> [Work required]: Print the data below word for word, starting with the line that contains "the excavator boom" and going on through the line that contains "the large boulder", with both of those lines included.
===== Exercise material
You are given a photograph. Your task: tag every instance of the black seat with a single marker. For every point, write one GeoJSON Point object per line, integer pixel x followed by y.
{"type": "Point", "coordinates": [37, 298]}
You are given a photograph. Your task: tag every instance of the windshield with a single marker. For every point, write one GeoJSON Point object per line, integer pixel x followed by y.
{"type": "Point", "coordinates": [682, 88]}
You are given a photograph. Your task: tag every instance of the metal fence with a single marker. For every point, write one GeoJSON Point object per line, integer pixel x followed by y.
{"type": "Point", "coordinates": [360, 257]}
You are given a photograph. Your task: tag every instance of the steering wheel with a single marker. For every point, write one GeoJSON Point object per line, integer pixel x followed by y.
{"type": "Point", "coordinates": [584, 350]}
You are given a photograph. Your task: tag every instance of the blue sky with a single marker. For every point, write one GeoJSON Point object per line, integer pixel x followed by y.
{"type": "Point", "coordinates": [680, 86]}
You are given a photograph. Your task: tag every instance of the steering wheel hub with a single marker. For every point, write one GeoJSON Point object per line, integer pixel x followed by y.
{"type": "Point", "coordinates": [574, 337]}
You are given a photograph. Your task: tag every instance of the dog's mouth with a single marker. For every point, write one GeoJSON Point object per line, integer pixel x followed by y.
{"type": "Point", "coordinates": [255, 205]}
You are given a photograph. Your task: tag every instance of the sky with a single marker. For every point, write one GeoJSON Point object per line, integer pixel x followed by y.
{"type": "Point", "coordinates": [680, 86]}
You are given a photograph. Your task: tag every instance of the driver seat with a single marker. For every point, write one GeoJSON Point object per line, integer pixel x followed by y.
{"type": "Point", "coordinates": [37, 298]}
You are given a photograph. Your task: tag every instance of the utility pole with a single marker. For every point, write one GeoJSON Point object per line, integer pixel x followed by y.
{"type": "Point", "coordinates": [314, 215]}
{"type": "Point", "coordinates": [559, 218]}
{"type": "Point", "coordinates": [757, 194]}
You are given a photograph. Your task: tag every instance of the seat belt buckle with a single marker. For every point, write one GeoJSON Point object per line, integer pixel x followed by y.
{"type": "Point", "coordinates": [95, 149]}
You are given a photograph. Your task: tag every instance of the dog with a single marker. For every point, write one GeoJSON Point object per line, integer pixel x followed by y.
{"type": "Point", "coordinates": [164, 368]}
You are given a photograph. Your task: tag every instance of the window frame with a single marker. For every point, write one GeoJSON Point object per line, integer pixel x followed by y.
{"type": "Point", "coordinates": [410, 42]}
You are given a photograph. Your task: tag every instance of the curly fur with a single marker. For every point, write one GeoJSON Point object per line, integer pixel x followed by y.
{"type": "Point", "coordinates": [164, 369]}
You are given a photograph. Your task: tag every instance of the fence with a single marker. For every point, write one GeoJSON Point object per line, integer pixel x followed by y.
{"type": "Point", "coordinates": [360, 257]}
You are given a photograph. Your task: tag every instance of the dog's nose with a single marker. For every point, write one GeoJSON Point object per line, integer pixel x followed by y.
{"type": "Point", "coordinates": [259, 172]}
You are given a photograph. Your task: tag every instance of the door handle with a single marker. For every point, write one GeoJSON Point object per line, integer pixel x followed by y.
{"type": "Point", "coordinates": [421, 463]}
==========
===== Exercise material
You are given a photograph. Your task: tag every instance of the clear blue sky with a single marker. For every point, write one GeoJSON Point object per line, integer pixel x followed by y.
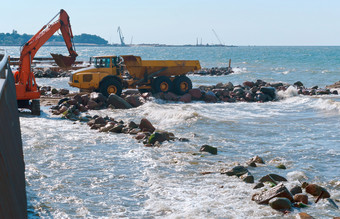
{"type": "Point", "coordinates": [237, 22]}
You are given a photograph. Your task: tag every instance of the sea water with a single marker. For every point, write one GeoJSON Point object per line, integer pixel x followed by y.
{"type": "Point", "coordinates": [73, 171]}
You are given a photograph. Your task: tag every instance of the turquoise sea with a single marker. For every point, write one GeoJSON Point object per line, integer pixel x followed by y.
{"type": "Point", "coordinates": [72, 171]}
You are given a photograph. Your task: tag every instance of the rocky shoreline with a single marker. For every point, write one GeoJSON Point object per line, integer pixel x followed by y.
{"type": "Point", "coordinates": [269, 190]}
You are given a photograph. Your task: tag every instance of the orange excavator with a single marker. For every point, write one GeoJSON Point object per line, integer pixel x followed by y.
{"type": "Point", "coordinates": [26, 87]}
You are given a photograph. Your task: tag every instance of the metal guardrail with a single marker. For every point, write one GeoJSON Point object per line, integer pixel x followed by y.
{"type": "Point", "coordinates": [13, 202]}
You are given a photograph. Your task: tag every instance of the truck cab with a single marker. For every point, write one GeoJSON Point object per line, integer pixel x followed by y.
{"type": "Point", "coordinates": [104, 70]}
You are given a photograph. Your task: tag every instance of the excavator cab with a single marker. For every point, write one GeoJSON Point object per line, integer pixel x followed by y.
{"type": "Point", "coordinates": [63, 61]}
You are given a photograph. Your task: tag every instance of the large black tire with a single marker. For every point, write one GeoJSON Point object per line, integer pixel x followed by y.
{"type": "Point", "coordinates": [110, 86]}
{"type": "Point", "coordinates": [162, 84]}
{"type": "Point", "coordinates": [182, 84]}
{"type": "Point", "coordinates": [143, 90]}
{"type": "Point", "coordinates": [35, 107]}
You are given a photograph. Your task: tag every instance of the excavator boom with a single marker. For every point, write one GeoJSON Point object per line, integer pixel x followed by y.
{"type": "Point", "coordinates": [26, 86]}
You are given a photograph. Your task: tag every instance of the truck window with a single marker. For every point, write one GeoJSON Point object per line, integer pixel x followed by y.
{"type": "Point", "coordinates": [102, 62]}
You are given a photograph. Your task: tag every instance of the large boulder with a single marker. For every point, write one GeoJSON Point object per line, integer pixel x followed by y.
==========
===== Exercise material
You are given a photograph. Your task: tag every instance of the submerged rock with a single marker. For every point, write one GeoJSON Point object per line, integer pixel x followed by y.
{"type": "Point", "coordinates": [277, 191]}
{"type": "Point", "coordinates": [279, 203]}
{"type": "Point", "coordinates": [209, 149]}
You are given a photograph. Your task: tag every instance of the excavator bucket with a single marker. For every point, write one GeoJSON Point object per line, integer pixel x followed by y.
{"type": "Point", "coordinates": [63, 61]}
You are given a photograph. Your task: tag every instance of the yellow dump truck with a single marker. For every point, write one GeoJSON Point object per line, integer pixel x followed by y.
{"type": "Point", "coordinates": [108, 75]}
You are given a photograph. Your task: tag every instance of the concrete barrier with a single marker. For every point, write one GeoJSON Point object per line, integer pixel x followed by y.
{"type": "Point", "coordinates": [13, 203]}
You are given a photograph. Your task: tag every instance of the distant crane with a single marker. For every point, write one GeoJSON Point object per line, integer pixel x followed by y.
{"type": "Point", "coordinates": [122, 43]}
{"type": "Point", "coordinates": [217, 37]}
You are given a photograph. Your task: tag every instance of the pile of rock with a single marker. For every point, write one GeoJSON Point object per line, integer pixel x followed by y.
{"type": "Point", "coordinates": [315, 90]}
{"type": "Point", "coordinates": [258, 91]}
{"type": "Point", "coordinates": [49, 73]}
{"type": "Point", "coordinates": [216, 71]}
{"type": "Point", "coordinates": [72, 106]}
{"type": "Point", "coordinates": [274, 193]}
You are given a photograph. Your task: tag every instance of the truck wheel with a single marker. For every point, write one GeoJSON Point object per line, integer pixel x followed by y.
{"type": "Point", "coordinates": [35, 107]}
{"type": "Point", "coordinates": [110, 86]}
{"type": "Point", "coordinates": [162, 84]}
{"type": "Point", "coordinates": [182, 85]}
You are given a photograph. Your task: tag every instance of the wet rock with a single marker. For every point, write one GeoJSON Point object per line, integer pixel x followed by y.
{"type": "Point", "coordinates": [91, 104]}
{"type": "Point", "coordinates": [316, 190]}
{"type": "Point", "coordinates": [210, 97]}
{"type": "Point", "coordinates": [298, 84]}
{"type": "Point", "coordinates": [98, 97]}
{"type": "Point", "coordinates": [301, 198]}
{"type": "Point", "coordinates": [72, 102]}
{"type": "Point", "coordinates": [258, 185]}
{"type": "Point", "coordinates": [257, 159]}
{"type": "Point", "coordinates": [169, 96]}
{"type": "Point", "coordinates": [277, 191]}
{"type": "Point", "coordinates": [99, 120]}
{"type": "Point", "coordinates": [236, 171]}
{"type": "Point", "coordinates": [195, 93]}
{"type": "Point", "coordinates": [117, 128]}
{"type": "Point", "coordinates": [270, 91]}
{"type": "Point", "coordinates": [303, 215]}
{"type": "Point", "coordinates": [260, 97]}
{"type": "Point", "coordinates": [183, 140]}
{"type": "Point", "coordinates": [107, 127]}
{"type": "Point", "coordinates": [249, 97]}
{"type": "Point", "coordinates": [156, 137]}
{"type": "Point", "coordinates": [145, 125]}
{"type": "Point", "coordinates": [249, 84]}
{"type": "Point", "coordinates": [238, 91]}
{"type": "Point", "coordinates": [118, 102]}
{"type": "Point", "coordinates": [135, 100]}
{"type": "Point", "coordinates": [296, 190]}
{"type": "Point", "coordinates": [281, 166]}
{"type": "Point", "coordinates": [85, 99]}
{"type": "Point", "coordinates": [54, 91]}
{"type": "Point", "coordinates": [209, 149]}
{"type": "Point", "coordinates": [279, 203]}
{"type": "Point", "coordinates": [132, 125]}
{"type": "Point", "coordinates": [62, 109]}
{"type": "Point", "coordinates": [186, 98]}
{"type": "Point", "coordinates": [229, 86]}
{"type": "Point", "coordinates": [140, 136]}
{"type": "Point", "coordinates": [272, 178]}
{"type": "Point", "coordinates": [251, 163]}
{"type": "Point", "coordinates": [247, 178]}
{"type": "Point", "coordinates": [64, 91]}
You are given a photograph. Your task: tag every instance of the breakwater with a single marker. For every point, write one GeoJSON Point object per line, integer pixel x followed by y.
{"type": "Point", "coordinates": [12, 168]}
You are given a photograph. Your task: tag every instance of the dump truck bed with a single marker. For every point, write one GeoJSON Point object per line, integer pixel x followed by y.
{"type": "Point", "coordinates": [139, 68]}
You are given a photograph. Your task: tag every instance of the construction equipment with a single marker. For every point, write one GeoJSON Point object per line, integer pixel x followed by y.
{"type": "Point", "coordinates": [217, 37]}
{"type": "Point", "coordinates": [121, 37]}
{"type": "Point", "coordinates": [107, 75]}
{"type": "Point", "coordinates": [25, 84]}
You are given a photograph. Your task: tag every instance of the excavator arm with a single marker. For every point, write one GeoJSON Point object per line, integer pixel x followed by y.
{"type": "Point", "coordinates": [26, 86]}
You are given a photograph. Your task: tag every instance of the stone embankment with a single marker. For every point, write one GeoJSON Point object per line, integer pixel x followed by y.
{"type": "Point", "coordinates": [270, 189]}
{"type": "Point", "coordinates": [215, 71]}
==========
> [Output]:
You are given a photograph. Your task: tag every instance of the excavator boom with a single marker. For every point, write one GeoJSON Point object per line, integer pixel x followed by y.
{"type": "Point", "coordinates": [26, 86]}
You are given a photograph. Your task: tag every instance of the truck window with a single marker. For every point, write one GeoJSON Point object per line, integer pixel x followed by y.
{"type": "Point", "coordinates": [102, 62]}
You are given a photograph. Your task: tag every instance of the large boulder with a single marker. For every point, write one GeoJSON Point object per line, integer pixel x followed by y.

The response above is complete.